**WORK TO BE COMPLETED:** Please count the rows that contain the word "dove" and give only that number.
***** DATASET *****
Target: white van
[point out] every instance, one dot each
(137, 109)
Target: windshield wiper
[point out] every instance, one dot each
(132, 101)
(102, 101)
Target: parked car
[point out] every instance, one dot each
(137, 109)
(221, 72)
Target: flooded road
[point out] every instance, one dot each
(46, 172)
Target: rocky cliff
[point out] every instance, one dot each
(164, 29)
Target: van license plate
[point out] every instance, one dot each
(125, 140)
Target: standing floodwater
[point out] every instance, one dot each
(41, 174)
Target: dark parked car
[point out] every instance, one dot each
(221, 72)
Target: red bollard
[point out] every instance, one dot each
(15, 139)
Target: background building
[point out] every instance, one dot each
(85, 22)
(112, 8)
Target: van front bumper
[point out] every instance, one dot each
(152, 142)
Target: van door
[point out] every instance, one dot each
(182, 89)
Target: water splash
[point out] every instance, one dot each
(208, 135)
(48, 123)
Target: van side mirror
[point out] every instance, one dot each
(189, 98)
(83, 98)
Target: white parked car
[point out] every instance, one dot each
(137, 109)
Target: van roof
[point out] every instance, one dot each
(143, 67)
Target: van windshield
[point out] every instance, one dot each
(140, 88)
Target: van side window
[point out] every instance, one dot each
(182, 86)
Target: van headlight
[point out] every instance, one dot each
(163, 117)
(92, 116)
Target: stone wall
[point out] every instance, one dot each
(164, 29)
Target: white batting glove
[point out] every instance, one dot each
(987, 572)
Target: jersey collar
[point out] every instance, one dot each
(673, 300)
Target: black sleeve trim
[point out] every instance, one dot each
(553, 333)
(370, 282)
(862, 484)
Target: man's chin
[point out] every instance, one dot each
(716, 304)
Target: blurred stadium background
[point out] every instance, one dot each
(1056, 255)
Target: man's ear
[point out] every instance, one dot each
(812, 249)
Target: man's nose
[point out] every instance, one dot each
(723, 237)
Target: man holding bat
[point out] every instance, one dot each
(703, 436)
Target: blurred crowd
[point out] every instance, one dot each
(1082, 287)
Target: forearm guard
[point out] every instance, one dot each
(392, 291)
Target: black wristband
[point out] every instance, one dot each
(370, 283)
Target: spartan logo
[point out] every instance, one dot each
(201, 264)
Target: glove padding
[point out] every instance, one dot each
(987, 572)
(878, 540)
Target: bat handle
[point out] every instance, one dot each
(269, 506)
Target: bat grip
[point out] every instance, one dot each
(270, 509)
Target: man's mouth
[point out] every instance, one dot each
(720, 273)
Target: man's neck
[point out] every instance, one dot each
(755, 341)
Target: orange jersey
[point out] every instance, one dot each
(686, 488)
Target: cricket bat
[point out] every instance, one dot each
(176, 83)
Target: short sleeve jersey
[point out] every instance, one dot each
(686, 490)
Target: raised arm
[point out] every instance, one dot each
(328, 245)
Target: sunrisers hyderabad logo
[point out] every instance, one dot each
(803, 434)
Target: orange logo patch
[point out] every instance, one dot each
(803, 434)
*****
***** DATASET *****
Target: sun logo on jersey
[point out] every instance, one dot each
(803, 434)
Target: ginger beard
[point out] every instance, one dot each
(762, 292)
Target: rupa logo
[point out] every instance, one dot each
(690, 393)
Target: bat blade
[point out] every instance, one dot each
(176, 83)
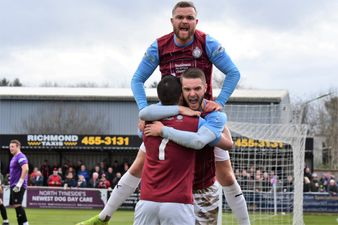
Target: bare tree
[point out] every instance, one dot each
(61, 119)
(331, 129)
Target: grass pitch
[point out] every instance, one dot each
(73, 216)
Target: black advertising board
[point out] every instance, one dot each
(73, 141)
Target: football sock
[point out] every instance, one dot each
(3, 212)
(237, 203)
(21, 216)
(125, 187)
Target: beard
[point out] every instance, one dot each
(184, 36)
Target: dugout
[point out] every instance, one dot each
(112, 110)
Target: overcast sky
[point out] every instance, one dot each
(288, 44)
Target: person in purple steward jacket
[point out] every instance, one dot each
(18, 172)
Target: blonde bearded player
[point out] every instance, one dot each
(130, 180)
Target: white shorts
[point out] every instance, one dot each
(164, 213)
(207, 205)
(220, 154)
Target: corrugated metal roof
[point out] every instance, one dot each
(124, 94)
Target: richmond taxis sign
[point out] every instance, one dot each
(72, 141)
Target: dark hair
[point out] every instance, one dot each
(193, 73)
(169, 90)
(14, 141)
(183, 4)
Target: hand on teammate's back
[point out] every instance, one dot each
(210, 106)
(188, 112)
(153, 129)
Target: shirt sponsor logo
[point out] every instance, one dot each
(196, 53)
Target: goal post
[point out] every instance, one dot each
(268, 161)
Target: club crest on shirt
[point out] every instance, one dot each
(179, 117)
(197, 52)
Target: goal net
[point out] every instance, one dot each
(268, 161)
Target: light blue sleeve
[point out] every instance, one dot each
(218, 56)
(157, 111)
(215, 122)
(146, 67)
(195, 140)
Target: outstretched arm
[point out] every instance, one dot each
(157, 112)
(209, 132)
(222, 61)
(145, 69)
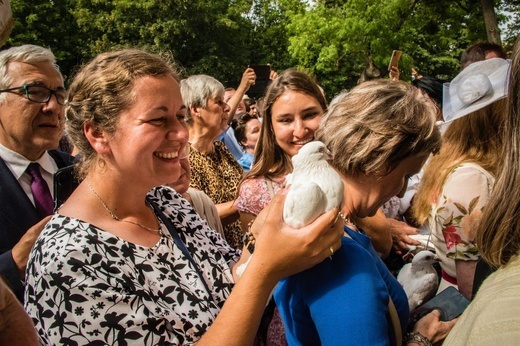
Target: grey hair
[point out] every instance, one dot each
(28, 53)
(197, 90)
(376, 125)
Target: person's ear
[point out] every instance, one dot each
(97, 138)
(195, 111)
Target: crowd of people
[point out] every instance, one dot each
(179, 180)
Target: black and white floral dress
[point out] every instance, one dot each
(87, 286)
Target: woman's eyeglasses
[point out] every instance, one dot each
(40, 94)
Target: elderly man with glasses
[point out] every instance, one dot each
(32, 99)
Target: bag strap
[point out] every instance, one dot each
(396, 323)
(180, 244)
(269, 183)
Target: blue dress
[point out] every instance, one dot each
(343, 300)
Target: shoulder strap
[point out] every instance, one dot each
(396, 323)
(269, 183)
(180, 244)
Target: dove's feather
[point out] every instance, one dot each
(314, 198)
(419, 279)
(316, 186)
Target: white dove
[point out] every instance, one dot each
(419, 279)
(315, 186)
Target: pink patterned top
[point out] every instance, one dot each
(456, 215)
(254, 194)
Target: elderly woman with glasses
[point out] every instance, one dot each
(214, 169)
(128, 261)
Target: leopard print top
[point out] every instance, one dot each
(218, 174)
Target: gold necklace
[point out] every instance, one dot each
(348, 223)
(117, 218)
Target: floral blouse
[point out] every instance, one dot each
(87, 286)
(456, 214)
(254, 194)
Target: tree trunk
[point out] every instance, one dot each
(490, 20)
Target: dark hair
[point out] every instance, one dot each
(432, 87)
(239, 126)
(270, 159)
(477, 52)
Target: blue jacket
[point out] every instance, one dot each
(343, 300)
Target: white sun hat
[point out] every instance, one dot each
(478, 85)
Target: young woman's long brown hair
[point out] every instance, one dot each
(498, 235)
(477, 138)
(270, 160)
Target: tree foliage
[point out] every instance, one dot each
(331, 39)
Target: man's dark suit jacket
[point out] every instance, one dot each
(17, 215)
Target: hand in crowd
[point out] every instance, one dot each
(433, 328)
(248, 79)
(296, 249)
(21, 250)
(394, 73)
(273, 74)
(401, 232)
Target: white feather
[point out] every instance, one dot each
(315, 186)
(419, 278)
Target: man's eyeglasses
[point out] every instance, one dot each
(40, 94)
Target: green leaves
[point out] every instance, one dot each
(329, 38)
*****
**TASK ANSWER:** 2